──────── Text ────────
I wonder if there's some way mod_lua & an enhanced mod_pagespeed could work
together to provide the substitution with rich business logic.  The reason
I ask is that building & hacking mod_pagespeed's source for your purposes
is a great way to get something working, but I don't have a great answer
for how you'd maintain that over time as mod_pagespeed updates roll out.

> The HTML-centric fetch of data as you mentioned suits the best for me. But
> I dont want mod_pagespeed to actually modify anything in my HTML file, if
> it can give me either the entire HTML file OR HTML-centric fetch of data
> that will solve my problem :)
>

I'm not sure I understand your concern.  mod_pagespeed will not change the
HTML file on disk.  It acts as an Apache output filter changing the bytes
of HTML as they stream out.  As the writer of a mod_pagespeed filter, you
get to interpose C++ handlers for HTML lexical tokens (including
Characters()) and mutate those tokens before they are serialized out to the
next filter.  Is that what you want?

-Josh

>

Re: Apache Buckets and Brigade

Posted by Sindhi Sindhi <si...@gmail.com>.

Thanks.
I'd definitely be interested in discussing further.
────────
#### Brief A:
Copy from the entries everything from the line containing "Every instance of the sunglasses" down to the line containing "pixel 56 125", including both of those lines.
The entries that follow are unrelated to the text.
──────── Data extract ────────
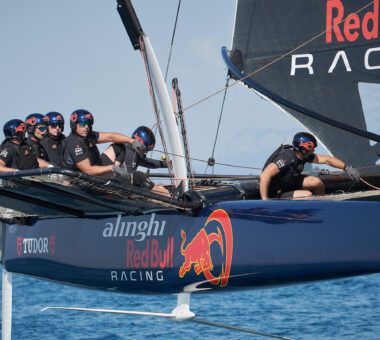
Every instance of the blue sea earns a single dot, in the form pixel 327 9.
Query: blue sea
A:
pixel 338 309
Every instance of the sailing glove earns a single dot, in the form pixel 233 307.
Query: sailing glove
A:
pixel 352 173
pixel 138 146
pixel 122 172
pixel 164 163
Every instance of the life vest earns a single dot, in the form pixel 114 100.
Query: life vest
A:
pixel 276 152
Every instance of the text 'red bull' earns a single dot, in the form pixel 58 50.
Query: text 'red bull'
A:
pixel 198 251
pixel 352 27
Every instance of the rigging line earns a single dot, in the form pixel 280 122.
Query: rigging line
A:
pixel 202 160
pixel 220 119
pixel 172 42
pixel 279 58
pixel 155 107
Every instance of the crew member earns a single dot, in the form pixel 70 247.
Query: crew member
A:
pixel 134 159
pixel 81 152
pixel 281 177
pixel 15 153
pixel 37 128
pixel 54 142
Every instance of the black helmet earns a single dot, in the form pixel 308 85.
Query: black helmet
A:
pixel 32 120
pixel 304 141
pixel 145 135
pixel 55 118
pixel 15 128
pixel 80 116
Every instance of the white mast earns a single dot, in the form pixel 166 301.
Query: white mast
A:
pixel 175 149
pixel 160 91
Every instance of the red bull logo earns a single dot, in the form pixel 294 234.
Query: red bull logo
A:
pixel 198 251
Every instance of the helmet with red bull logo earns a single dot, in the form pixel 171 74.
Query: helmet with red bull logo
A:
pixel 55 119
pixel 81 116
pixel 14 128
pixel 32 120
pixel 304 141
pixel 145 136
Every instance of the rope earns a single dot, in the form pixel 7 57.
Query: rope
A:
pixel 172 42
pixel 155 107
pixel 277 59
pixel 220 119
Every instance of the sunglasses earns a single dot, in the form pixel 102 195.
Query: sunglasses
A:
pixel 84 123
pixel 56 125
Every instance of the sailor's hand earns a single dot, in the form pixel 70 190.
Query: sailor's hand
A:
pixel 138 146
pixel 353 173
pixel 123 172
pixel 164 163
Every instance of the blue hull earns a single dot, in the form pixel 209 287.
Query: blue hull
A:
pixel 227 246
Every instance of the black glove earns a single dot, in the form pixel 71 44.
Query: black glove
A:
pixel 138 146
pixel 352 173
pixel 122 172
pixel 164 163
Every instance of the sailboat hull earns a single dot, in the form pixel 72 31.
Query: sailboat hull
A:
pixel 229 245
────────
──────── Data extract ────────
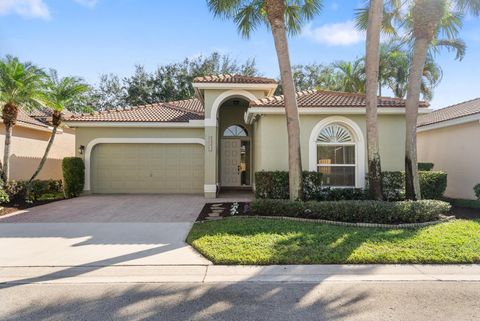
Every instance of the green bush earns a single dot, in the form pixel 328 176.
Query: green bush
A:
────────
──────── Data extract ────────
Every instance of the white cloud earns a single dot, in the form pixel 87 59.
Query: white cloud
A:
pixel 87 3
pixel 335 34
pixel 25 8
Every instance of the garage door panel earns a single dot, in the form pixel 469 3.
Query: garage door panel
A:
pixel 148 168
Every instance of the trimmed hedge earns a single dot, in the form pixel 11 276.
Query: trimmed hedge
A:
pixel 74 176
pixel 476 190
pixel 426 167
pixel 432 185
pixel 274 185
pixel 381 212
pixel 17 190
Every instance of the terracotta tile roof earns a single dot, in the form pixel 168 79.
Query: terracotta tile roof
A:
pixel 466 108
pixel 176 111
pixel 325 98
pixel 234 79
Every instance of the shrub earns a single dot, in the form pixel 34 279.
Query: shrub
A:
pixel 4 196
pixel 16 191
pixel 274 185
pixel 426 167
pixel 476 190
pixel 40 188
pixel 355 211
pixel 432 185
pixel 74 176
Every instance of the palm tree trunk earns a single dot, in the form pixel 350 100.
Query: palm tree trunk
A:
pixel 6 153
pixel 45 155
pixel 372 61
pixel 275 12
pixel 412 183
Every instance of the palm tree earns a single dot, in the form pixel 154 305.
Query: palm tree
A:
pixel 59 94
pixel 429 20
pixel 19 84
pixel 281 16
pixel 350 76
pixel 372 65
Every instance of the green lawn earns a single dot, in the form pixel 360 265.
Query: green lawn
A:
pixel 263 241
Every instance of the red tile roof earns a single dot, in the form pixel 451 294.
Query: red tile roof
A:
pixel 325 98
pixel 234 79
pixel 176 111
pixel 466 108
────────
#### Brief B:
Answer these questions about the mod_pagespeed thread:
(i) Which two modules does the writer wonder might work together to provide the substitution?
(ii) Instead of changing the HTML file on disk, what does mod_pagespeed act as?
(iii) In what language are the handlers that a filter writer can interpose for HTML lexical tokens?

#### Answer A:
Every instance of the sunglasses earns a single dot, in the form pixel 102 195.
Query: sunglasses
A:
pixel 84 123
pixel 56 125

#### Answer B:
(i) mod_lua and an enhanced mod_pagespeed
(ii) An Apache output filter that changes the bytes of HTML as they stream out
(iii) C++